- Instruction -
Each entry must be reproduced precisely as it stands.

- The input -
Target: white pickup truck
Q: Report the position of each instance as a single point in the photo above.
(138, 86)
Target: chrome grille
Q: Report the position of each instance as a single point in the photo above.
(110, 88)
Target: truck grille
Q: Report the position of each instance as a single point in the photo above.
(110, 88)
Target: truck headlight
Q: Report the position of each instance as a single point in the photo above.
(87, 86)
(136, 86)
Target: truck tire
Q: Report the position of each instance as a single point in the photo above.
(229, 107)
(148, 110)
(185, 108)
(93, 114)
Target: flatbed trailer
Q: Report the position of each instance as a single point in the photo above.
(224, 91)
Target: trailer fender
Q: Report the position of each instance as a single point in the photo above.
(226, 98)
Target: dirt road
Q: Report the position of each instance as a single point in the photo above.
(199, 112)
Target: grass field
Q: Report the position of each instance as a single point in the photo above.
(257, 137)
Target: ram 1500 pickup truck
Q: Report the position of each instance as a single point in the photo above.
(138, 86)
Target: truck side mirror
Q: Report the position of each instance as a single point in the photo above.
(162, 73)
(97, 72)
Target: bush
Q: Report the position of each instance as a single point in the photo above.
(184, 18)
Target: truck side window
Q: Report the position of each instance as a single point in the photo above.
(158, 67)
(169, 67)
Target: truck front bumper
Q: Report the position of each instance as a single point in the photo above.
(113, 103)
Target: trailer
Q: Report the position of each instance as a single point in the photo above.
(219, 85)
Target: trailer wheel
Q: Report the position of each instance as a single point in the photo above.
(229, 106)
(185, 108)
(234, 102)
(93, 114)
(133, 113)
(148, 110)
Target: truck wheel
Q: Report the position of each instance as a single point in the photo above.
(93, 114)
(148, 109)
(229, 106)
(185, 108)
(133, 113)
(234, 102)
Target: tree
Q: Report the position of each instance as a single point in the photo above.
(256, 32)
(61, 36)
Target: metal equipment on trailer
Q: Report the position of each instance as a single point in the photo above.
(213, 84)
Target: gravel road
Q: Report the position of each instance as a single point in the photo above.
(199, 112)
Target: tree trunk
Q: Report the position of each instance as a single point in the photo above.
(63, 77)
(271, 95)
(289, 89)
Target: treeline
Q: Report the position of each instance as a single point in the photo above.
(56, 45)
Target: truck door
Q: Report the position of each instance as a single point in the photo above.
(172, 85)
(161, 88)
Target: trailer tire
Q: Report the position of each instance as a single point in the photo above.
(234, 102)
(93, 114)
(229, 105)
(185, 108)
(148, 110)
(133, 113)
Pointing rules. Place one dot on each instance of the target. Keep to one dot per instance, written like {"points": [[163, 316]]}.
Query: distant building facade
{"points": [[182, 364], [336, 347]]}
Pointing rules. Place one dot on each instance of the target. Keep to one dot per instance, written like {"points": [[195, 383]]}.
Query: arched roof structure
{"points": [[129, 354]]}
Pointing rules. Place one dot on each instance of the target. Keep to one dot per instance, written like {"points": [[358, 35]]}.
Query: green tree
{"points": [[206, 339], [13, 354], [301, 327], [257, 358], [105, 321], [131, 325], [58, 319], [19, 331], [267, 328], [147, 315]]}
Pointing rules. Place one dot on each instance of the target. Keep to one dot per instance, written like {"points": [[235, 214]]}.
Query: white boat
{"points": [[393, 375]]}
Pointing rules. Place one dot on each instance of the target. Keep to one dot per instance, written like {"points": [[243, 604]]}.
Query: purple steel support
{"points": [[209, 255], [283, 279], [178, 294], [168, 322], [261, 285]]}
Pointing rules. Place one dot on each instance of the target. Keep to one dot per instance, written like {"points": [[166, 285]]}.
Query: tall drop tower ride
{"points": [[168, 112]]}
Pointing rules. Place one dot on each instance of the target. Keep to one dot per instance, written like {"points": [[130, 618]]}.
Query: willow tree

- The solution -
Target: white pickup truck
Q: Report the position of each instance as a single point in the photo above.
(138, 86)
Target: chrome grille
Q: Report the position of each instance as a single point in the photo above.
(110, 88)
Target: truck grille
Q: Report the position of each instance as a single point in the photo above.
(110, 88)
Target: truck headlight
Q: Report the position of each instance as a single point in the photo above.
(87, 86)
(136, 86)
Target: truck tire
Q: Report the position of each instance as a single point in the photo above.
(229, 107)
(148, 110)
(185, 108)
(93, 114)
Target: flatbed trailer
Q: Report the position of each instance as a single point in the photo above.
(224, 91)
Target: trailer fender
Q: Report the position of each instance as a single point in the photo above.
(226, 98)
Target: dirt road
Q: Report the position of each instance as a single point in the photo above.
(199, 112)
Target: grass field
Q: Report the position of each instance as a single point in the photo above.
(257, 137)
Target: ram 1500 pickup truck
Q: Report the position of each instance as a single point in the photo above.
(138, 86)
Target: truck side mirror
Q: Report the position of each instance as a single point in the photo above.
(162, 73)
(97, 72)
Target: bush
Q: Report the position of each instance as a single point in the photo above.
(184, 18)
Target: truck side window
Q: Report the position of each instance as a single point in the photo above.
(158, 67)
(169, 67)
Target: truck front bumper
Q: Report the position of each instance as a single point in the photo above.
(113, 103)
Target: trailer
Q: Report the position of each instance as a single point in the photo above.
(219, 85)
Target: trailer wheel
Q: Report the position of each instance as a single point in the photo above.
(229, 106)
(185, 108)
(234, 102)
(93, 114)
(133, 113)
(148, 110)
Target: truck wheel
Q: Report the position of each instance as a single point in the photo above.
(93, 114)
(148, 109)
(229, 106)
(185, 108)
(133, 113)
(234, 102)
Target: tree
Q: Report the position of each instance as a single point in the photo above.
(256, 32)
(61, 36)
Target: metal equipment on trailer
Q: Report the position of each instance as a single point in the photo above.
(213, 84)
Target: gravel road
Q: Report the position of each instance as a single point in the photo above.
(199, 112)
Target: tree trunk
Q: Report the position of each instance as a single point in the photo above.
(63, 77)
(271, 95)
(289, 89)
Target: treeline
Q: Report the position of each instance as a single point in the photo above.
(56, 45)
Target: truck door
Q: Report the position of each instance as a single point in the photo above.
(172, 85)
(161, 88)
Target: trailer tire
Q: Report the position of each instance as a single point in the photo above.
(234, 102)
(93, 114)
(229, 105)
(185, 108)
(148, 110)
(133, 113)
Pointing rules. Place one dot on each instance of the target. Keep to one dot per instance, written like {"points": [[163, 316]]}.
Query: distant building facade
{"points": [[182, 364], [336, 347]]}
Pointing rules. Place one dot on each instance of the target. Keep to one dot per instance, written like {"points": [[195, 383]]}.
Query: arched roof structure
{"points": [[129, 354]]}
Pointing rules. Place one dot on each instance of the target. Keep to one dot per instance, written like {"points": [[358, 35]]}.
Query: green tree
{"points": [[206, 339], [13, 354], [301, 327], [257, 358], [105, 321], [131, 325], [58, 319], [19, 331], [267, 328], [147, 315]]}
Pointing rules. Place one dot on each instance of the target. Keep to one dot per instance, written like {"points": [[235, 214]]}.
Query: white boat
{"points": [[393, 375]]}
Pointing rules. Place one dot on each instance of the target. Keep to one dot per instance, written like {"points": [[243, 604]]}.
Query: purple steel support
{"points": [[209, 255], [283, 279], [178, 294], [168, 322], [261, 285]]}
Pointing rules. Place one dot on each instance of the target. Keep to one dot per instance, written like {"points": [[166, 285]]}.
Query: tall drop tower ride
{"points": [[168, 112]]}
Pointing rules. Place one dot on each instance of the target. Keep to one dot per instance, written like {"points": [[130, 618]]}.
Query: willow tree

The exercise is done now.